(Boundary annotation entries)

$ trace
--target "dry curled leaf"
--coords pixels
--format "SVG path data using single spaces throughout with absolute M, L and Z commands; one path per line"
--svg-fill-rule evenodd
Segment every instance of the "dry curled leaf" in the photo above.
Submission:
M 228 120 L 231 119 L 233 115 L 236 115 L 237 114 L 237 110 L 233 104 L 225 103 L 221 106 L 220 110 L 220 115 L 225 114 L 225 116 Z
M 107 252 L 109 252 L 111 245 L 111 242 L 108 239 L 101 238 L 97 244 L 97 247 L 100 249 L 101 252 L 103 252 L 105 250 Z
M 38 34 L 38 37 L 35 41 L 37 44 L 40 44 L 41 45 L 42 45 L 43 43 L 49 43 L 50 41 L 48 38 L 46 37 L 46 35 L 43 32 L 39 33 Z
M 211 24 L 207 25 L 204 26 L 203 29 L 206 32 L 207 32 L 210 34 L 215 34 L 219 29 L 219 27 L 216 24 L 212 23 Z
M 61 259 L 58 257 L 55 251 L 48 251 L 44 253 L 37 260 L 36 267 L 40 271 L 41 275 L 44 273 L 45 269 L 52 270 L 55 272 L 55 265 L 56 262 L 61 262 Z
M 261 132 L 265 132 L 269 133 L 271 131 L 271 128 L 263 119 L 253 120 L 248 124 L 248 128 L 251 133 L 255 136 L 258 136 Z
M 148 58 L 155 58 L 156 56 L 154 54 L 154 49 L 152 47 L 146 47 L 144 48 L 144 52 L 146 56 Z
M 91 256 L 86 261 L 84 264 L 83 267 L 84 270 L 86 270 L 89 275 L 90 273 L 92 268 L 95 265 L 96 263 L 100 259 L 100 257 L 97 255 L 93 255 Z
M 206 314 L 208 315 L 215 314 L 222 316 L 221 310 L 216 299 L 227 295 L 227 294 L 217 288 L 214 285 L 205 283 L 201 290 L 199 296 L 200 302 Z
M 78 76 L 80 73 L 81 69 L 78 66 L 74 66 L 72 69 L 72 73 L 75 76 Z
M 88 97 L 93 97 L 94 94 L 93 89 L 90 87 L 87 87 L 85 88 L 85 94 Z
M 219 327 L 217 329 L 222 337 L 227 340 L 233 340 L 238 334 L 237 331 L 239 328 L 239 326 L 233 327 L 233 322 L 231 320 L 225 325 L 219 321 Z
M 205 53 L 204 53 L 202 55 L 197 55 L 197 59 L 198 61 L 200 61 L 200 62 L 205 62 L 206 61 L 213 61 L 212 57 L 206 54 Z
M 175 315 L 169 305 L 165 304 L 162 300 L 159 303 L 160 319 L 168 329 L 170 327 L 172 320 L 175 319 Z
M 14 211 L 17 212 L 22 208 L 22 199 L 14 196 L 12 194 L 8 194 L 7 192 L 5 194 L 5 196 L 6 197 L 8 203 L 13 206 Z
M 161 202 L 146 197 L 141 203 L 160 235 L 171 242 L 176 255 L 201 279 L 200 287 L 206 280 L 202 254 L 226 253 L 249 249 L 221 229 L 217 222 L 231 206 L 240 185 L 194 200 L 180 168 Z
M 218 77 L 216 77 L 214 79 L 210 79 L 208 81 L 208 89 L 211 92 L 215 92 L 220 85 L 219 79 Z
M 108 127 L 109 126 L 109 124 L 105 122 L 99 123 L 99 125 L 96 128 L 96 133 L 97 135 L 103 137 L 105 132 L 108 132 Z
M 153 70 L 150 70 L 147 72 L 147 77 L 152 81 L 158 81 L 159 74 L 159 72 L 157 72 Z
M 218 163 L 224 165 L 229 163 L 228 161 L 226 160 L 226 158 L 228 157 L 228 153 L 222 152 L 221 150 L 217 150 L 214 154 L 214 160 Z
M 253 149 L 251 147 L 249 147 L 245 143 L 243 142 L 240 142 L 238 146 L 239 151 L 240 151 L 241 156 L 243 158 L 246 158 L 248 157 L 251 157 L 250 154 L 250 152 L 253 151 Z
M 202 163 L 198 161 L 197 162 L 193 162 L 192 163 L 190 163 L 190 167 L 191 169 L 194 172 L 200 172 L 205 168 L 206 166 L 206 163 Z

**WHAT IS REQUIRED**
Arrange every line of the entries above as a Markdown table with two columns, "No." for the row number and "Line" for the line itself. Leave out blank lines.

**PROBLEM SOLUTION**
| No. | Line |
|---|---|
| 1 | $ trace |
| 2 | --target "dry curled leaf" |
| 3 | --coords pixels |
| 4 | --format "SVG path data using single spaces throughout with absolute M, L and Z commands; one path per line" |
| 5 | --svg-fill-rule evenodd |
| 6 | Segment every instance of the "dry curled leaf" in the photo above. |
| 7 | Submission: |
| 8 | M 228 120 L 231 119 L 233 115 L 236 115 L 237 114 L 237 110 L 233 104 L 225 103 L 221 106 L 220 110 L 220 115 L 225 114 L 225 116 Z |
| 9 | M 107 252 L 109 252 L 111 245 L 111 242 L 108 239 L 101 238 L 97 244 L 97 247 L 100 249 L 101 252 L 103 252 L 105 250 Z |
| 10 | M 38 34 L 38 37 L 35 41 L 37 44 L 40 44 L 41 45 L 42 45 L 43 43 L 49 43 L 50 41 L 48 38 L 46 37 L 46 35 L 43 32 L 39 33 Z |
| 11 | M 211 24 L 207 25 L 204 26 L 203 29 L 206 32 L 207 32 L 210 34 L 215 34 L 219 29 L 219 27 L 216 24 L 212 23 Z |
| 12 | M 61 259 L 58 257 L 55 251 L 48 251 L 44 253 L 37 260 L 36 267 L 40 271 L 41 275 L 44 273 L 45 269 L 52 270 L 55 272 L 55 265 L 56 262 L 61 262 Z |
| 13 | M 261 132 L 265 132 L 269 133 L 271 131 L 271 128 L 263 119 L 253 120 L 248 124 L 248 128 L 251 133 L 255 136 L 258 136 Z |
| 14 | M 148 58 L 155 58 L 156 56 L 154 54 L 154 49 L 152 47 L 146 47 L 144 48 L 144 52 L 146 56 Z |
| 15 | M 91 256 L 86 261 L 84 264 L 83 267 L 84 270 L 86 270 L 89 275 L 90 273 L 92 268 L 95 265 L 96 263 L 100 259 L 100 257 L 97 255 L 93 255 Z |
| 16 | M 206 314 L 208 315 L 215 314 L 222 316 L 221 310 L 216 299 L 227 295 L 227 294 L 217 288 L 214 285 L 205 283 L 201 290 L 199 296 L 200 302 Z |
| 17 | M 78 76 L 80 73 L 81 69 L 78 66 L 74 66 L 72 69 L 72 73 L 75 76 Z |
| 18 | M 88 97 L 93 97 L 94 94 L 93 89 L 90 87 L 87 87 L 85 88 L 85 94 Z |
| 19 | M 219 327 L 217 329 L 222 337 L 227 340 L 233 340 L 238 334 L 237 331 L 239 328 L 239 326 L 233 327 L 233 322 L 231 320 L 225 325 L 219 321 Z |
| 20 | M 205 53 L 204 53 L 202 55 L 197 55 L 197 59 L 198 61 L 200 61 L 200 62 L 205 62 L 206 61 L 213 61 L 212 57 L 206 54 Z |
| 21 | M 175 315 L 169 305 L 165 304 L 162 300 L 159 303 L 160 319 L 168 329 L 170 327 L 172 320 L 175 319 Z |
| 22 | M 14 211 L 17 212 L 22 208 L 22 199 L 14 196 L 12 194 L 8 194 L 7 192 L 5 194 L 5 196 L 6 197 L 8 203 L 13 206 Z |
| 23 | M 161 202 L 146 197 L 141 203 L 160 235 L 171 242 L 176 255 L 201 279 L 200 287 L 206 280 L 202 254 L 226 253 L 249 249 L 221 229 L 217 222 L 231 206 L 240 185 L 194 200 L 180 168 Z |
| 24 | M 218 77 L 216 77 L 214 79 L 210 79 L 208 81 L 208 89 L 211 92 L 215 92 L 220 85 L 219 79 Z |
| 25 | M 108 127 L 109 126 L 109 124 L 105 122 L 99 123 L 99 125 L 96 128 L 96 133 L 97 135 L 103 137 L 105 132 L 108 132 Z |
| 26 | M 153 70 L 150 70 L 147 72 L 147 77 L 152 81 L 158 81 L 159 74 L 159 72 L 157 72 Z |
| 27 | M 218 163 L 224 165 L 229 163 L 228 161 L 226 160 L 226 158 L 228 157 L 228 153 L 222 152 L 221 150 L 217 150 L 214 154 L 214 160 Z |
| 28 | M 253 149 L 251 147 L 249 147 L 245 143 L 243 142 L 240 142 L 238 146 L 239 151 L 240 151 L 241 156 L 243 158 L 246 158 L 248 157 L 251 157 L 250 154 L 250 152 L 253 151 Z |
| 29 | M 202 163 L 198 161 L 197 162 L 193 162 L 192 163 L 190 163 L 190 167 L 191 169 L 194 172 L 200 172 L 205 168 L 206 166 L 206 163 Z |